__Excerpt provided__.
____________________

But could there be more gains ahead for this ETF? Let’s take a look at the fund and the near-term outlook to get a better idea of where it might be headed.
TBX in Focus
TBX focuses on providing inverse exposure to with seven-10-year maturity. It seeks to provide -1x returns, before fees and expenses, of the ICE U.S. Treasury 7-10 Year Bond Index. TBX is not suitable for investors building a long-term portfolio. Instead, it is more useful for those looking for a short-term position against Treasuries. TBX charges 95 basis points in fee per year and has AUM of $35.6 million (see all Inverse Bond ETFs here).
Why the move?

____________________

__Dataset rows__.
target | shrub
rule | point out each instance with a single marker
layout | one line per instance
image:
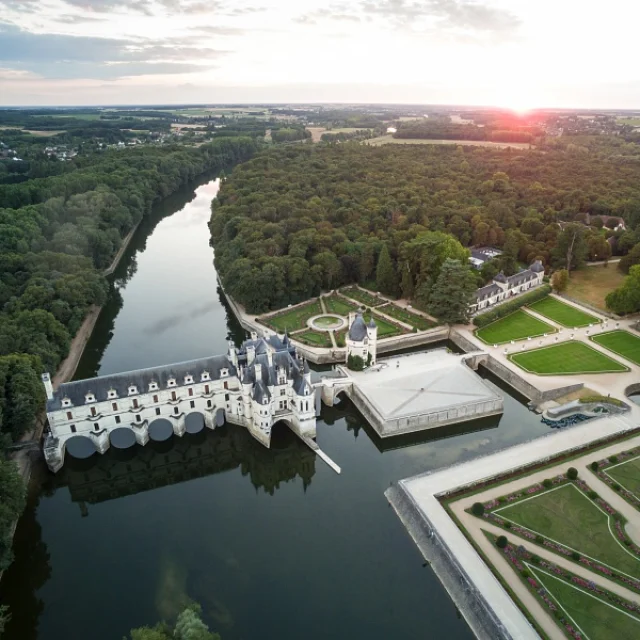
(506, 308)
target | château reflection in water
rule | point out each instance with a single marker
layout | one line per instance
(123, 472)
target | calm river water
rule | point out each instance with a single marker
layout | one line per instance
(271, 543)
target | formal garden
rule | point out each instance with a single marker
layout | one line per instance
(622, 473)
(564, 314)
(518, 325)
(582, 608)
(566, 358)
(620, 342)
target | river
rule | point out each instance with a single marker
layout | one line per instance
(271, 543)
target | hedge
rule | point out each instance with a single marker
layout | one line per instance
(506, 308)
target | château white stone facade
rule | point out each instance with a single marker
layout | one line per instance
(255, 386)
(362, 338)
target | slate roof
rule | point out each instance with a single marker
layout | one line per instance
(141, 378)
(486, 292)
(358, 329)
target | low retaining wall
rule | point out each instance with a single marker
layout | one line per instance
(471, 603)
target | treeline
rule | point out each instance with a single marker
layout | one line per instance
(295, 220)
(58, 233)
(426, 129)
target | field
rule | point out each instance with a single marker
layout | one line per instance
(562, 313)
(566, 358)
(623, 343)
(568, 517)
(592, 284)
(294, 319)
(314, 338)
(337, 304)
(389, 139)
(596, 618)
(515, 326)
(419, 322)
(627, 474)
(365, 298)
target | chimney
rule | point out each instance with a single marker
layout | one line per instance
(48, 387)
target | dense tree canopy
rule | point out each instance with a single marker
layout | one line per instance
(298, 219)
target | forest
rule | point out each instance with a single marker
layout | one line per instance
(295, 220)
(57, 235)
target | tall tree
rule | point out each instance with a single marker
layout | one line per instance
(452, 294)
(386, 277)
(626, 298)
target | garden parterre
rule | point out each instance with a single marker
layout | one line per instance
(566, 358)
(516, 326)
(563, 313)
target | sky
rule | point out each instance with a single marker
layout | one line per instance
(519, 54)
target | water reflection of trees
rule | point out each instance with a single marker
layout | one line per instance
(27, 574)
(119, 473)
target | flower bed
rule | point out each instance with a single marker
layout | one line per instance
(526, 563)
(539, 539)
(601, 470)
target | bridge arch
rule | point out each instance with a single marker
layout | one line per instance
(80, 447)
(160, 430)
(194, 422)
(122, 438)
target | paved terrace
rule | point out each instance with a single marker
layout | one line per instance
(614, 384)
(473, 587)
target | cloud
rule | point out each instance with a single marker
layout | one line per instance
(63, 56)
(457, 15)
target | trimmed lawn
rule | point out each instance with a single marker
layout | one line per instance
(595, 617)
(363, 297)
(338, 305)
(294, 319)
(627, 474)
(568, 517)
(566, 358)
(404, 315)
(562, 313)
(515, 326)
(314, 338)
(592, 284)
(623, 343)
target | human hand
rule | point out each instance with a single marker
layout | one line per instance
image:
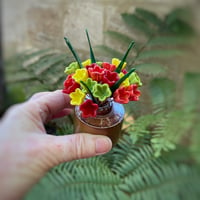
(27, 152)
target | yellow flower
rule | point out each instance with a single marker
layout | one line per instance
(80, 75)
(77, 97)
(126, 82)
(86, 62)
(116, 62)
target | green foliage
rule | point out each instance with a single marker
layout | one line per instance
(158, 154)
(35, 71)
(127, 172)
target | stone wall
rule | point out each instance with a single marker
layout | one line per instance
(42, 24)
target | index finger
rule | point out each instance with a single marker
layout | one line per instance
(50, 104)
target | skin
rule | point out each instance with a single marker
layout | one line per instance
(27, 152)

____________________

__Tasks and exercises__.
(A) In the TBX fund excerpt, swap "investors" for "traders" and write out the text between "TBX in Focus" and "Bond ETFs here).", inclusive.
(B) Turn the listing lines from the one holding "target | green foliage" through the end of the listing, inclusive, into a JSON list of strings with one string per line and no blank lines.

__Answers to the exercise__.
(A)
TBX in Focus
TBX focuses on providing inverse exposure to with seven-10-year maturity. It seeks to provide -1x returns, before fees and expenses, of the ICE U.S. Treasury 7-10 Year Bond Index. TBX is not suitable for traders building a long-term portfolio. Instead, it is more useful for those looking for a short-term position against Treasuries. TBX charges 95 basis points in fee per year and has AUM of $35.6 million (see all Inverse Bond ETFs here).

(B)
[
  "target | green foliage",
  "rule | point out each instance with a single marker",
  "layout | one line per instance",
  "(158, 154)",
  "(35, 71)",
  "(127, 172)",
  "target | stone wall",
  "rule | point out each instance with a single marker",
  "layout | one line per instance",
  "(42, 24)",
  "target | index finger",
  "rule | point out each instance with a single marker",
  "layout | one line per instance",
  "(50, 104)",
  "target | skin",
  "rule | point out each instance with a single marker",
  "layout | one line per instance",
  "(27, 152)"
]